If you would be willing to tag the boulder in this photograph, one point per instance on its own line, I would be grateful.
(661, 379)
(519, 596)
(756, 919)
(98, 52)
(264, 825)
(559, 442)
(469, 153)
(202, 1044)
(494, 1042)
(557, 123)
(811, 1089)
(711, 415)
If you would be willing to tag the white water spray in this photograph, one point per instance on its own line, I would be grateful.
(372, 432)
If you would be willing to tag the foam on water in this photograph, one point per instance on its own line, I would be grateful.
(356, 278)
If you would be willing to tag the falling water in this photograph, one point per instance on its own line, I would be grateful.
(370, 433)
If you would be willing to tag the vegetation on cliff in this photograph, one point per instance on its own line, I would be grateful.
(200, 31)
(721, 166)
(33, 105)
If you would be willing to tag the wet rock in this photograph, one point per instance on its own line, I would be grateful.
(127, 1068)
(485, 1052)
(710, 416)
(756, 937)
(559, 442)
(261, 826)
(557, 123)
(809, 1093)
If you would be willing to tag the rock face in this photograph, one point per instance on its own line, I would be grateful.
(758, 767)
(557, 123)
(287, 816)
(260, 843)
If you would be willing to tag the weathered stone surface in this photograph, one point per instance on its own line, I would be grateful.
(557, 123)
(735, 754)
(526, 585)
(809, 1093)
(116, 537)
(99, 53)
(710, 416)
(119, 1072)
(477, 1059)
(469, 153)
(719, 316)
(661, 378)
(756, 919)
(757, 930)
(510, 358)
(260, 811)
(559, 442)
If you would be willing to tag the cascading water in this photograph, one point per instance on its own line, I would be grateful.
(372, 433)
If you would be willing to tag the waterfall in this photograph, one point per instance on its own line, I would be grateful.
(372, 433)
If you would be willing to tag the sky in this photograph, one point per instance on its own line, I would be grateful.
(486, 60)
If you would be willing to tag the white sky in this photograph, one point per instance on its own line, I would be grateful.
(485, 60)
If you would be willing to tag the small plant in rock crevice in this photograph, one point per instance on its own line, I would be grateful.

= Task brief =
Copy every line of the material above word for word, leaving nothing out.

= Solution for this task =
If you would be willing to tag the boulder in this photograph, one point per instance on its own line, I would be grateful.
(661, 379)
(519, 596)
(756, 919)
(98, 52)
(264, 825)
(559, 442)
(469, 153)
(202, 1044)
(494, 1042)
(557, 123)
(811, 1089)
(711, 415)
If you would be willing to tag the white water spray in this photograph, one point per instance on its own line, I would be grateful.
(372, 432)
If you would be willing to tag the foam on water in this photograph, one point per instance on its own line, I would be grateful.
(356, 278)
If you would be willing to tag the falling water in this photograph, one point per instance on its own line, I would be grateful.
(370, 433)
If you would be willing to tag the vegetation on cliff in this photograph, one point per instance on its own line, I would be grateful.
(200, 31)
(721, 166)
(33, 105)
If you would be willing to tag the wet rock in this photograph, one point per instance on its own line, I would be grateful.
(127, 1068)
(485, 1052)
(710, 416)
(756, 937)
(559, 442)
(261, 826)
(557, 123)
(809, 1093)
If you would be willing to tag the rock face in this photograph, one point per instance on its own line, I would be grateful.
(758, 767)
(557, 123)
(287, 816)
(260, 843)
If you would be willing to tag the weathered stone surface in this photograph, one point per instance on its own line, I would be grateful.
(557, 123)
(735, 754)
(526, 585)
(809, 1093)
(116, 537)
(99, 53)
(710, 416)
(119, 1072)
(477, 1059)
(469, 153)
(719, 316)
(661, 378)
(756, 919)
(757, 930)
(510, 358)
(260, 811)
(559, 442)
If you would be willing to tag the cascading water in this photograph, one point per instance on its own line, I would be grateful.
(372, 433)
If you would be willing to tag the waterfall in this photograph, one point per instance on its own line, I would be grateful.
(372, 433)
If you would be willing to tag the sky in this photograph, one point per instance on its own line, I would be grateful.
(486, 60)
If you would be willing to tag the white sky in this photograph, one point per instance on its own line, I would be grateful.
(485, 60)
If you would be willing to tag the small plant in rock crevice in this photograph, one point per instance on its own line, I would be grateful.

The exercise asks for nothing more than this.